• EXERCISE AIM
Give the data again, word for word.

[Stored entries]
-*-

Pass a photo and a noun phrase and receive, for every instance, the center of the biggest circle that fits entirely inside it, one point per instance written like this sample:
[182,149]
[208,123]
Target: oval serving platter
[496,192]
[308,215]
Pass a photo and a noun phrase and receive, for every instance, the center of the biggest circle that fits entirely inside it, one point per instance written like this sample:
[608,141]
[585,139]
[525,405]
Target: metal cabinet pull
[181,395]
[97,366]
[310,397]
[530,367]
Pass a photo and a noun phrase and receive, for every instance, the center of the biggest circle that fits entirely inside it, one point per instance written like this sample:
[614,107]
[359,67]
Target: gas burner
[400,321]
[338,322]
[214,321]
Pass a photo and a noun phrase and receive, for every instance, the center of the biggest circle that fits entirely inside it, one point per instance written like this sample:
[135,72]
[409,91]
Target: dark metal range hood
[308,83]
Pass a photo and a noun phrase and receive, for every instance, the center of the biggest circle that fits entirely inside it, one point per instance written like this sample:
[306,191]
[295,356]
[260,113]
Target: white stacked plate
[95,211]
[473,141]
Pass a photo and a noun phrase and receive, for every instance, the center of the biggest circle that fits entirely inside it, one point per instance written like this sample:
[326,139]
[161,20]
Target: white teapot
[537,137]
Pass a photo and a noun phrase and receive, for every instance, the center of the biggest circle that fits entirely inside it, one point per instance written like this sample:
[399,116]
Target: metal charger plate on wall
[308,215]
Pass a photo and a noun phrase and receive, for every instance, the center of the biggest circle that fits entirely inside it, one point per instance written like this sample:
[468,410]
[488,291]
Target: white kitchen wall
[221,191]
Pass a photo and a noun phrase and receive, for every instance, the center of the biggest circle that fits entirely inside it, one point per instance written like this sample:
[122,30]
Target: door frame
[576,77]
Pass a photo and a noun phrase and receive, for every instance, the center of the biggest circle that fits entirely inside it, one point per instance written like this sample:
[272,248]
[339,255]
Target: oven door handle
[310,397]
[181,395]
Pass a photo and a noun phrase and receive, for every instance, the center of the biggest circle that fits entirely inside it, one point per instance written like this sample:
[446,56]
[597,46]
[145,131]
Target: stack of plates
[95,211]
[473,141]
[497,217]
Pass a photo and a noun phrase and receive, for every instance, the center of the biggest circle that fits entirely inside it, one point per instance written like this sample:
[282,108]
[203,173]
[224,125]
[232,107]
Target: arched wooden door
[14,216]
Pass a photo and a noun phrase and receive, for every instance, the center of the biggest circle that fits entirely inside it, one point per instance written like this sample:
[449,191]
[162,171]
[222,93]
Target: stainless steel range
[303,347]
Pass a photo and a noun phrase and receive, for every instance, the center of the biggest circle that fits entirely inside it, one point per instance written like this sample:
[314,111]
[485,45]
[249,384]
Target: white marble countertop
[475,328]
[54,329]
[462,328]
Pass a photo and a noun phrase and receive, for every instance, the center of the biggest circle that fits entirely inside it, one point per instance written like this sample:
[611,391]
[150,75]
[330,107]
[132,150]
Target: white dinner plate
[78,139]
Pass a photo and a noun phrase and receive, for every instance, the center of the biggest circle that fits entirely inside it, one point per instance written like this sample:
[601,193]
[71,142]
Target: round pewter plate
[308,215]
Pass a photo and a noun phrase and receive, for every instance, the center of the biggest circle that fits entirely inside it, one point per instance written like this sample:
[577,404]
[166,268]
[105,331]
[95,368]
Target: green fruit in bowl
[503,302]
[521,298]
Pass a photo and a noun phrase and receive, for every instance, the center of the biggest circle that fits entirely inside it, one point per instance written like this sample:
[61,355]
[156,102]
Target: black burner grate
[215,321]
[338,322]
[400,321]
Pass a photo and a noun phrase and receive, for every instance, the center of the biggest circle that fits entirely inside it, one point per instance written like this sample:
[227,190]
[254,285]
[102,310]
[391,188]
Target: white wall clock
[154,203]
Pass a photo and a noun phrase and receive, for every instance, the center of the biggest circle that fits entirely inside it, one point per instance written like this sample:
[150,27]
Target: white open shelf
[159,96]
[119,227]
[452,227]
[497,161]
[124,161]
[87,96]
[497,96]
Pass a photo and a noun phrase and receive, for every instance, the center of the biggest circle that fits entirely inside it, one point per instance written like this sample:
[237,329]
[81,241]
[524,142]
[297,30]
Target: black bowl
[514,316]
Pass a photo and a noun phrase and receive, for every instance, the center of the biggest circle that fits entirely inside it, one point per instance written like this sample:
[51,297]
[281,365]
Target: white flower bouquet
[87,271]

-*-

• ANSWER TO THIS TASK
Pass a photo and a noun phrase and receive, for every instance, the center of the biggest circle that fits entirely inside it, one point per instance written like this sample:
[182,149]
[208,123]
Target: oval serving platter
[496,192]
[308,215]
Pass a photo and a noun phrase and receive, for every instance, the center of the biggest circle that fits entirely inside it, one point per instance written like this sample:
[608,141]
[585,139]
[525,405]
Target: metal cabinet pull
[181,395]
[97,366]
[310,397]
[530,367]
Pass a photo and a noun phrase and receive, for every instance, the center of the biggest circle that fits entirely inside it, one point per instance written like this sample:
[614,107]
[359,67]
Target: gas burner
[400,321]
[338,322]
[214,321]
Pass a photo and a noun phrase and receive, for every instance, the center of the biggest circle that fits entirely inside it, one point per instance written like this sample:
[135,72]
[409,91]
Target: dark metal range hood
[308,83]
Pass a photo and a noun phrase and receive, for every instance, the center of the biggest circle that fits entirely inside it, one point per instance written like this sample:
[306,191]
[295,356]
[260,113]
Target: white stacked plate
[95,211]
[473,141]
Pass a photo and a noun phrase and receive, for every instance, the center of the biggest circle that fits entirely inside it, one point per instance written like this sample:
[326,139]
[161,20]
Target: white teapot
[537,137]
Pass a photo and a noun phrase and receive, for every instance, the center of the biggest circle that fits entirely inside it, one point per instance written like this sample:
[399,116]
Target: metal charger plate on wall
[308,215]
Pass a photo and a noun phrase and receive, for every instance, the center of the biggest circle that fits entirely inside it, one point per instance written like this sample:
[468,410]
[488,291]
Target: white kitchen wall
[221,191]
Pass a photo and a noun phrase and receive, for every instance, the center of the biggest circle that fits entirely inside it, one point per instance written like this sample:
[122,30]
Target: door frame
[576,77]
Pass a photo and a noun phrase and receive, for every instance, the center of the biggest circle that fits entirely inside it, one point per instance written like this sample:
[272,248]
[339,255]
Target: oven door handle
[310,397]
[181,395]
Pass a photo and a noun phrase and receive, for every instance, the center of the biggest circle that fits entirely inside it, one point per instance written like this sample:
[446,56]
[597,46]
[145,131]
Target: stack of plates
[95,211]
[473,141]
[497,217]
Pass a photo and a noun phrase and receive, for every instance, the center of the biggest circle that fits entirely inside it, one point per instance written like this sample:
[282,108]
[203,173]
[224,125]
[232,107]
Target: arched wooden door
[14,216]
Pass a photo and a noun phrase and receive, for every instance, the center of the biggest circle that fits entirely inside it, one point per instance written like this sample:
[449,191]
[162,171]
[222,93]
Target: stainless steel range
[303,347]
Pass a photo and a noun phrase and receive, for every instance, the center of the biggest circle that fits entirely inside it, one point per instance written like this sample:
[314,111]
[485,45]
[249,384]
Target: white marble countertop
[475,328]
[54,329]
[462,328]
Pass a photo and a noun phrase and receive, for every instance, the center of the biggest circle that fits entirely inside it, one point per instance written like this sample:
[611,391]
[150,75]
[330,107]
[132,150]
Target: white dinner plate
[78,139]
Pass a photo and a noun phrase and receive, for every instance, the center of the biggest circle that fits entirely inside it, one point per instance written like this sample:
[601,193]
[71,142]
Target: round pewter plate
[308,215]
Pass a photo and a noun phrase and receive, for every instance, the center of the biggest circle that fits entirely inside it, one point per instance written like this sample:
[577,404]
[166,268]
[105,331]
[95,368]
Target: green fruit in bowl
[503,302]
[521,298]
Pass a photo and a noun phrase and receive, for every instance, the center of the biggest circle that fits entirely inside it, one point per instance written like this sample:
[61,355]
[156,102]
Target: black burner grate
[215,321]
[338,322]
[400,321]
Pass a photo and a noun phrase and receive, for every instance, the center of the biggest circle that fits entirely inside it, one point per instance written like this sample:
[227,190]
[254,285]
[102,310]
[391,188]
Target: white wall clock
[154,203]
Pass a photo and a noun phrase and receive, for every instance, the center of the biggest circle that fits entirely inside it, one point per instance written like this sample:
[150,27]
Target: white open shelf
[159,96]
[119,227]
[452,227]
[497,161]
[124,161]
[87,96]
[497,96]
Pass a photo and a noun phrase and receive, for every instance, the center of the biggest circle that fits entirely inside it, one point per instance written like this sample:
[237,329]
[81,241]
[524,142]
[297,30]
Target: black bowl
[514,316]
Pass a photo and a noun phrase and receive, for every instance, the center of the biggest circle that fits entirely inside it, one point per instance written like this sample:
[51,297]
[281,365]
Target: white flower bouquet
[87,271]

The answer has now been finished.